--- PASSAGE GIVEN ---
↓

Advertisement

City of L.A.’s Personnel Department seeing more sexual harassment claims

Share

The city of Los Angeles’ Personnel Department is tracking more sexual harassment complaints against city employees since new reporting protocols were put in place in December.

The Personnel Department’s Equal Employment Opportunity Division has received 26 reports of allegations of sexual harassment since Mayor Eric Garcetti ordered the new guidelines, according to a department report released this week.

Before the new system was put in place, the same division received 35 sexual harassment-related complaints from 2013 to 2017, according to the report.

Advertisement

The Times previously reported that the city has lacked a centralized method for tracking sexual harassment complaints filed against its workers, and that such claims didn’t have to be filed with the city’s Personnel Department.

For instance, a worker could choose to file a complaint with his or her department’s human resources section rather than the Personnel Department. Or the worker could go to a supervisor, who could deal with the complaint directly.

After news broke last fall about Hollywood film producer Harvey Weinstein’s alleged abuse of women, Garcetti sought changes to how sexual harassment claims are reported at the city.

↑

--- DATASET EXCERPTS ---
↓

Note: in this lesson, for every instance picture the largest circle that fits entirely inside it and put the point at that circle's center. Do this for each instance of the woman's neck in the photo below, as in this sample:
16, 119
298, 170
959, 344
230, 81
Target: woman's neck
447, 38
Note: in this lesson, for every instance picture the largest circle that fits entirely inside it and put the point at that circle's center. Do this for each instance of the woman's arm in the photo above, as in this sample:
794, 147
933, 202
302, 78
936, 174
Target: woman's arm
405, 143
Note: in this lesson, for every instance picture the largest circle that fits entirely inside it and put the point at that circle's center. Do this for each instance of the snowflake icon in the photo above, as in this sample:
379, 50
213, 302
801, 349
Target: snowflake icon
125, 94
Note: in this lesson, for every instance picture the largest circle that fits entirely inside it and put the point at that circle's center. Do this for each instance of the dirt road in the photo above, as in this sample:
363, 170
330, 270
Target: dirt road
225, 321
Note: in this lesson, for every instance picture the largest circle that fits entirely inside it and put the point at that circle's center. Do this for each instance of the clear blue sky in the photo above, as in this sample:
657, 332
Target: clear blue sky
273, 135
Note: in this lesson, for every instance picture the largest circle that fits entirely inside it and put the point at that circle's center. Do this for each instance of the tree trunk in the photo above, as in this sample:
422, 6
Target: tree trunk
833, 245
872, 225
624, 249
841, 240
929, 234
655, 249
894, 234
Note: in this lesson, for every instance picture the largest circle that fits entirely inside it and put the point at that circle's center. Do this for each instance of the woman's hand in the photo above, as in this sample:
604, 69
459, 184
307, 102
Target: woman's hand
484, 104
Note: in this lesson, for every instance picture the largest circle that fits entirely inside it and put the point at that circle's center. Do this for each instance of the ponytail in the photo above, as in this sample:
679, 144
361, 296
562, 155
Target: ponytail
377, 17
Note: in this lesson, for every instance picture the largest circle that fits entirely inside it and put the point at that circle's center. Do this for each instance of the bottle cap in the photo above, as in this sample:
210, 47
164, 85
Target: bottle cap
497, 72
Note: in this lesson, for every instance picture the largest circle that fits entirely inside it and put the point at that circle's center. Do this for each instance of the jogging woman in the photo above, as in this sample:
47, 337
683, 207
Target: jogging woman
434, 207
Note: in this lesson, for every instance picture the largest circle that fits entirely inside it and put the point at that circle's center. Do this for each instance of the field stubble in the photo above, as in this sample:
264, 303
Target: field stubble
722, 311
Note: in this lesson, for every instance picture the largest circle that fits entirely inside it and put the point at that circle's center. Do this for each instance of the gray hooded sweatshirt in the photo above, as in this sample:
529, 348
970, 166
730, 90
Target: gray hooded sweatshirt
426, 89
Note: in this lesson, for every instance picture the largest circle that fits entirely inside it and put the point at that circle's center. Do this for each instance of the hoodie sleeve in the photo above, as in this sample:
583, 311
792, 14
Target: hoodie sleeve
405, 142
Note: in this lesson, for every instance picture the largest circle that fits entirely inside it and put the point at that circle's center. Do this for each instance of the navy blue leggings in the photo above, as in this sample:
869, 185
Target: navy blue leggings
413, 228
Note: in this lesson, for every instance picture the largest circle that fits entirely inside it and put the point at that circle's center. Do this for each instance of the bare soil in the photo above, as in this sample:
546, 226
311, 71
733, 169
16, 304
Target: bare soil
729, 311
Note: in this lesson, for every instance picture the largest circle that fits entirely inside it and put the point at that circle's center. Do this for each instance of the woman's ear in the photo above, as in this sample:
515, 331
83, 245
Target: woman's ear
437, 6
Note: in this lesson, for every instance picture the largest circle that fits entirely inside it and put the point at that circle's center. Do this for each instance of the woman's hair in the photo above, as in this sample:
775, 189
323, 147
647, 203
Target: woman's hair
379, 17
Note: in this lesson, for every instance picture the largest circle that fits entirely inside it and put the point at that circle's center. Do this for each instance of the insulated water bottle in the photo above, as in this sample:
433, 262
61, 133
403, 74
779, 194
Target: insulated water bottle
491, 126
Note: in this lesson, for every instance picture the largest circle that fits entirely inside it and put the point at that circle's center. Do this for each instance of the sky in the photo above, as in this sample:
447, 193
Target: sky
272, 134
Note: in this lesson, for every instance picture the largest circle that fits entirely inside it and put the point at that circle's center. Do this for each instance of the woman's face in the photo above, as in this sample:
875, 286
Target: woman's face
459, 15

↑

Repeat word for word the stretch of the news article from "Before the new" through "to the report.". The items have no connection to the news article.

Before the new system was put in place, the same division received 35 sexual harassment-related complaints from 2013 to 2017, according to the report.